■ **DATASET**:
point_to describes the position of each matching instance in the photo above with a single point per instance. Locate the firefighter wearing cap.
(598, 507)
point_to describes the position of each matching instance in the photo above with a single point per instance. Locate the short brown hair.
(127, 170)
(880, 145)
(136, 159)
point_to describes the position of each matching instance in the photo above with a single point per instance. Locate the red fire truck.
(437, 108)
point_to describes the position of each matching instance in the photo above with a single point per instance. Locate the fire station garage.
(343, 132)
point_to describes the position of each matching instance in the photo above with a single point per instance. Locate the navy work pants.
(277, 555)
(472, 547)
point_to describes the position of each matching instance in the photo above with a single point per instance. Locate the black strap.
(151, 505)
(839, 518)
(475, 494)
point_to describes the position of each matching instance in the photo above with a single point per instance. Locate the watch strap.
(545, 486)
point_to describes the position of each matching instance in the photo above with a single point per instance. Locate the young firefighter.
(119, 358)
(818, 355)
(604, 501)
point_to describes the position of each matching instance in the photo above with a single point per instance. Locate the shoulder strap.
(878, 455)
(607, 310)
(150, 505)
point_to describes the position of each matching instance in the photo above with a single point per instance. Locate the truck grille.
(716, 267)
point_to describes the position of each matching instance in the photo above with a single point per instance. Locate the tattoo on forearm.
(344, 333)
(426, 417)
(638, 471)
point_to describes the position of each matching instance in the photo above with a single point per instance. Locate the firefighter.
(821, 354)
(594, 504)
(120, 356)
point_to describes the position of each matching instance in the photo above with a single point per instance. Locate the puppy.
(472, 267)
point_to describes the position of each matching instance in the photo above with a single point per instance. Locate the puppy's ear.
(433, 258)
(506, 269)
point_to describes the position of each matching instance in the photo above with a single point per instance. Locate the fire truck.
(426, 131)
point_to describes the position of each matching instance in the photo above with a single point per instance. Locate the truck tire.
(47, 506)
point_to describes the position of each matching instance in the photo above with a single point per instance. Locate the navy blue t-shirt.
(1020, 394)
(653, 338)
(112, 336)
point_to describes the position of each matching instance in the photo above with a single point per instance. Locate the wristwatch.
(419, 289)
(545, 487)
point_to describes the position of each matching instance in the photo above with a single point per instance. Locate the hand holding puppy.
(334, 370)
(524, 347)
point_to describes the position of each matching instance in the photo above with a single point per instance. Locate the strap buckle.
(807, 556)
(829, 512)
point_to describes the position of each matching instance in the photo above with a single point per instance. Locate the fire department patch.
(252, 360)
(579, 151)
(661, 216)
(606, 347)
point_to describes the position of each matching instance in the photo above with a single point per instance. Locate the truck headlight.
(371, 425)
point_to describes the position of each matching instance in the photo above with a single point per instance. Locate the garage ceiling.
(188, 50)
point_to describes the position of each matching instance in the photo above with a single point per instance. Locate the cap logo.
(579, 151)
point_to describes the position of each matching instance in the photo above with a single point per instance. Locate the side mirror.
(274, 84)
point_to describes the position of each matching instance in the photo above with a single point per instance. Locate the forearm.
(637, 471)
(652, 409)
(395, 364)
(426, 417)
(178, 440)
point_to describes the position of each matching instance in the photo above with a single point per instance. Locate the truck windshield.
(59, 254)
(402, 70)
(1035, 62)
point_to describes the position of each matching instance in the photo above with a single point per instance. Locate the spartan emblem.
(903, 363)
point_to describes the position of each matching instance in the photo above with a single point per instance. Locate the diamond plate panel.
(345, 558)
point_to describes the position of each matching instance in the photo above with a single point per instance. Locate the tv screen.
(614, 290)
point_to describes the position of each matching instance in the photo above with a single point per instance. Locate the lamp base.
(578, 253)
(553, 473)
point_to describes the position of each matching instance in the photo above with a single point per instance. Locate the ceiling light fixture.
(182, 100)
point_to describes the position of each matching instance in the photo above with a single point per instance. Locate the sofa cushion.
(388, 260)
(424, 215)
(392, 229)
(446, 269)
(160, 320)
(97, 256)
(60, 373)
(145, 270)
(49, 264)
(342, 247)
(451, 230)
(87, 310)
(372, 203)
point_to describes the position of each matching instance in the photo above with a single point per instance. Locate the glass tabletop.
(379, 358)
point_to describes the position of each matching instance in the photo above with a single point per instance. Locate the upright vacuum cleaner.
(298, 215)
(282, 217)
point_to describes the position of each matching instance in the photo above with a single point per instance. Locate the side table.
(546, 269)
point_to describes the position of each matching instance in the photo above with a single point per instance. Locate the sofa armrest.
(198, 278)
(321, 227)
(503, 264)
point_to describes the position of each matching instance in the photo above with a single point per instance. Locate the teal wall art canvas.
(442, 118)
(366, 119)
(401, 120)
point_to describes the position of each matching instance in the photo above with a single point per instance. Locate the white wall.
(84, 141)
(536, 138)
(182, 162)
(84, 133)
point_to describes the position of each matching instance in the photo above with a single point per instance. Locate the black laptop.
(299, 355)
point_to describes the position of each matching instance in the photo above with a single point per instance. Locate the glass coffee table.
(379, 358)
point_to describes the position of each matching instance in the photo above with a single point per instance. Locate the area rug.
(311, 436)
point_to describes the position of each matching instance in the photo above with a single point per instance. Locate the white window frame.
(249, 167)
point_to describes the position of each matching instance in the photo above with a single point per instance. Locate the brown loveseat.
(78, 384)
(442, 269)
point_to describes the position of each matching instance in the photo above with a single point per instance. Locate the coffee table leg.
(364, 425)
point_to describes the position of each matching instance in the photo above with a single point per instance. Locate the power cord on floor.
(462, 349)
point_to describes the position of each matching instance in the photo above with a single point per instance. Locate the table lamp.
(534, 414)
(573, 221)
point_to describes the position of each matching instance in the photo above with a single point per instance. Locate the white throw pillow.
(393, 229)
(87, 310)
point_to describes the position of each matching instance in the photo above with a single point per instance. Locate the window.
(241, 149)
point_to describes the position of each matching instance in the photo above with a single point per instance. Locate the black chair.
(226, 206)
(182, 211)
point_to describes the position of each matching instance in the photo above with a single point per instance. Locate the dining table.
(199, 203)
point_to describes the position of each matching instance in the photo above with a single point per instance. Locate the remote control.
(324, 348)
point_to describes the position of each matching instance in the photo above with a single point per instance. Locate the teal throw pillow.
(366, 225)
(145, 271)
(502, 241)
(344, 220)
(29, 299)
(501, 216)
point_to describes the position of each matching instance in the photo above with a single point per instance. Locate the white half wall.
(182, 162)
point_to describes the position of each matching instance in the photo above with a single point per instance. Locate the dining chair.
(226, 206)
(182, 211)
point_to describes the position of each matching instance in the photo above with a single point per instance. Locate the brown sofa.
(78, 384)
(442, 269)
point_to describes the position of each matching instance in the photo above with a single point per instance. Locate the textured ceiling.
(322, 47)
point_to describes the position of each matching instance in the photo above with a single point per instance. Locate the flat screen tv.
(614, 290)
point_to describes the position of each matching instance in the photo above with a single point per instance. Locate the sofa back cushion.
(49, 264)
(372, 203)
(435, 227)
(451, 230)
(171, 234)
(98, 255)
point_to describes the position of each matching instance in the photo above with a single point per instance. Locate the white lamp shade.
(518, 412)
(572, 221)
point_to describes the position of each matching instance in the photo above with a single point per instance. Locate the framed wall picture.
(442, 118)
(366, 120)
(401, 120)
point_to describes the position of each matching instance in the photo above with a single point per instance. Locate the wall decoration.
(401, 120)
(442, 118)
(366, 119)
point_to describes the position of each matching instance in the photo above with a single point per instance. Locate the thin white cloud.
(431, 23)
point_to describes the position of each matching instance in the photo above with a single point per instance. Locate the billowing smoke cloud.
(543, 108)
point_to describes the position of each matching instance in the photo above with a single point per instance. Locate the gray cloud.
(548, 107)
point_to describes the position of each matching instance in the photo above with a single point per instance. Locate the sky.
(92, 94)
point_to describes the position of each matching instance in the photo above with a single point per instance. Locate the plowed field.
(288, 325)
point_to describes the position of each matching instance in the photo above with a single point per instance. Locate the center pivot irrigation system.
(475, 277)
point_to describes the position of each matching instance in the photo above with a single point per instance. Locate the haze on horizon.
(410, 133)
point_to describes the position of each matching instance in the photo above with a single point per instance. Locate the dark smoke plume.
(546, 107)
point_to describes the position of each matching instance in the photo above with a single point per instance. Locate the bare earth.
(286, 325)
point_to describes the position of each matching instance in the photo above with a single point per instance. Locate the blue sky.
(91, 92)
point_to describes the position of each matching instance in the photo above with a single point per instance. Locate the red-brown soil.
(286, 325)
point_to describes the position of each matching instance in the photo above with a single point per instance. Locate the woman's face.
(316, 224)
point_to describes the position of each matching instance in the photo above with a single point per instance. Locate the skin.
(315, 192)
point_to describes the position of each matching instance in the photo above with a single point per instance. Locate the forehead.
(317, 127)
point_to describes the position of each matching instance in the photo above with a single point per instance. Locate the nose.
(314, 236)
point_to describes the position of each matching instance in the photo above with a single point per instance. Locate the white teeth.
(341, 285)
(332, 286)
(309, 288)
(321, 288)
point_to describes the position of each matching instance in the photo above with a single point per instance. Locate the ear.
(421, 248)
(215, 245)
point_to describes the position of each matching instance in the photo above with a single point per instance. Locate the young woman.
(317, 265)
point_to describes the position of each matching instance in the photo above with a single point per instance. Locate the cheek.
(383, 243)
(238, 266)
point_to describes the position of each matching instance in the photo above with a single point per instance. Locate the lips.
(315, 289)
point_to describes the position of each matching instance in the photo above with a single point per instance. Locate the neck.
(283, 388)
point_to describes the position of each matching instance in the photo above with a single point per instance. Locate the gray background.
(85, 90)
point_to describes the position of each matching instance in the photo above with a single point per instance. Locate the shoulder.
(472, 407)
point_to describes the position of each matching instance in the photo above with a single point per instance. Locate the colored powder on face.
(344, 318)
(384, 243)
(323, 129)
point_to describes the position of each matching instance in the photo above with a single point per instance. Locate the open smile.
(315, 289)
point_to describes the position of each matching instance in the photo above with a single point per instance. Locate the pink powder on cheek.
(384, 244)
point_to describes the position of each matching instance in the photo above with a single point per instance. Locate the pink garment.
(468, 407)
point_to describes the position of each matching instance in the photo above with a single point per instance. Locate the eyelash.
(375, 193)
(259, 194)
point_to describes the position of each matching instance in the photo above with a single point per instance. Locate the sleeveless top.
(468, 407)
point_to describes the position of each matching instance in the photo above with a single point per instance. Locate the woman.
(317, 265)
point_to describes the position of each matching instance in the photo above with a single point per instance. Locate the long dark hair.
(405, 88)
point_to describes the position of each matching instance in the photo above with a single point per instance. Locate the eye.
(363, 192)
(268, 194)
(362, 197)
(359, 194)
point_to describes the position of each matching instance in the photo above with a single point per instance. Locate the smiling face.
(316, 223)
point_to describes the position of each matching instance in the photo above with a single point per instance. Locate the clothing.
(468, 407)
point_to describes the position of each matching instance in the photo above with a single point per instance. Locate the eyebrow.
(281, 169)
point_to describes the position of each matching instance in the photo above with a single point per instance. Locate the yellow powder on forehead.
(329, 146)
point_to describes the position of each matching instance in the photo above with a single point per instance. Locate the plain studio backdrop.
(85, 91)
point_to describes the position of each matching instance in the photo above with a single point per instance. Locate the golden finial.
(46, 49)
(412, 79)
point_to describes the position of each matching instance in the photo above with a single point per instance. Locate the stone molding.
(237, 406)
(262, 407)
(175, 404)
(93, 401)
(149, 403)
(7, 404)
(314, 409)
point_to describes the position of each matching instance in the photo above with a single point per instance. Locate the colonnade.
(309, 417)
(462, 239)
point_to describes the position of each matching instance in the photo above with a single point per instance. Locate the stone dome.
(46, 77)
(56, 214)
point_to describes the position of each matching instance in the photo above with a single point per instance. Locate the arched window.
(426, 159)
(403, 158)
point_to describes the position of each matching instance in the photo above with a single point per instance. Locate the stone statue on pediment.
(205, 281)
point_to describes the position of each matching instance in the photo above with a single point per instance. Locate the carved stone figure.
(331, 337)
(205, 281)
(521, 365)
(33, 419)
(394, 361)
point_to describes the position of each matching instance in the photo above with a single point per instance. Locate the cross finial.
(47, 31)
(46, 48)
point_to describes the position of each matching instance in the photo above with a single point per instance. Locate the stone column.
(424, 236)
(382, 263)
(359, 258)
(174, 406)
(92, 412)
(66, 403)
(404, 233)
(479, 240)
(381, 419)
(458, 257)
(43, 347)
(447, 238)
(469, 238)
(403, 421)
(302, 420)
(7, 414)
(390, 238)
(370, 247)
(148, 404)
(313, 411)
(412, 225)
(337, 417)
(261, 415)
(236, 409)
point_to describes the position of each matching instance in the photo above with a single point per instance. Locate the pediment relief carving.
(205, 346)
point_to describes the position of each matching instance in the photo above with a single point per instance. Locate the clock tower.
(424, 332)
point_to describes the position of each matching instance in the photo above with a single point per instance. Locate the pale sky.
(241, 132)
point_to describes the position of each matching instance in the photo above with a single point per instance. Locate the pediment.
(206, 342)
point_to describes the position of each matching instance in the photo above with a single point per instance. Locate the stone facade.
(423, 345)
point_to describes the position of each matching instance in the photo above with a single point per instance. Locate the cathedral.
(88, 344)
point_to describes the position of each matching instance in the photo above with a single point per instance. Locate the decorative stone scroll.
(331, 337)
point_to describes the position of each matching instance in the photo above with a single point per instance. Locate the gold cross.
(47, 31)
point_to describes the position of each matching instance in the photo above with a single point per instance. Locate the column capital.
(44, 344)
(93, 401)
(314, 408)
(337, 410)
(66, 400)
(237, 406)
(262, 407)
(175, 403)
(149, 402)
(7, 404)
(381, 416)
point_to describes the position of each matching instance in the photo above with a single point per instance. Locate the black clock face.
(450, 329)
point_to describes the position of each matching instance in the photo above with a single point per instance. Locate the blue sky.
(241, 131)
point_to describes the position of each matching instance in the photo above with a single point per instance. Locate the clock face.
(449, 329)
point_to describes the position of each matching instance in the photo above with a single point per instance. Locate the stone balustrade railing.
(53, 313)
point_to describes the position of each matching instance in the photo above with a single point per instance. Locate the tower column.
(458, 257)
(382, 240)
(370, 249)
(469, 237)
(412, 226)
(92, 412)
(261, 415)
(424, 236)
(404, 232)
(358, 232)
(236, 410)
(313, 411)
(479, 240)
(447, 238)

■ **TASK TO COMPLETE**:
Reproduce, word for word, every line starting at the line that contains "the gold cross." and ending with the final line of the entries.

■ **CORRECT ANSWER**:
point_to describes the position of each matching instance in the photo above with a single point per instance. Locate the gold cross.
(47, 31)
point_to describes the position of each matching instance in the photo above with a single point per instance. Locate the column capital.
(44, 344)
(93, 401)
(314, 408)
(337, 410)
(66, 400)
(237, 406)
(262, 407)
(175, 403)
(149, 402)
(7, 404)
(381, 416)
point_to describes the position of each matching instance in the photo above with a single point per instance. Locate the black clock face.
(450, 329)
point_to describes the position of each matching instance in the photo above with a single point per instance. Locate the blue sky.
(241, 131)
point_to describes the position of each matching instance in the photo above with a single point per instance. Locate the clock face.
(449, 329)
point_to describes the position of each matching instance in the photo above with a single point per instance. Locate the stone balustrade railing.
(53, 313)
point_to describes the position of each matching instance in the photo above with a single point per instance. Locate the tower column.
(458, 257)
(382, 240)
(370, 249)
(469, 237)
(412, 226)
(92, 412)
(261, 415)
(424, 236)
(404, 232)
(358, 232)
(236, 410)
(313, 411)
(479, 240)
(447, 238)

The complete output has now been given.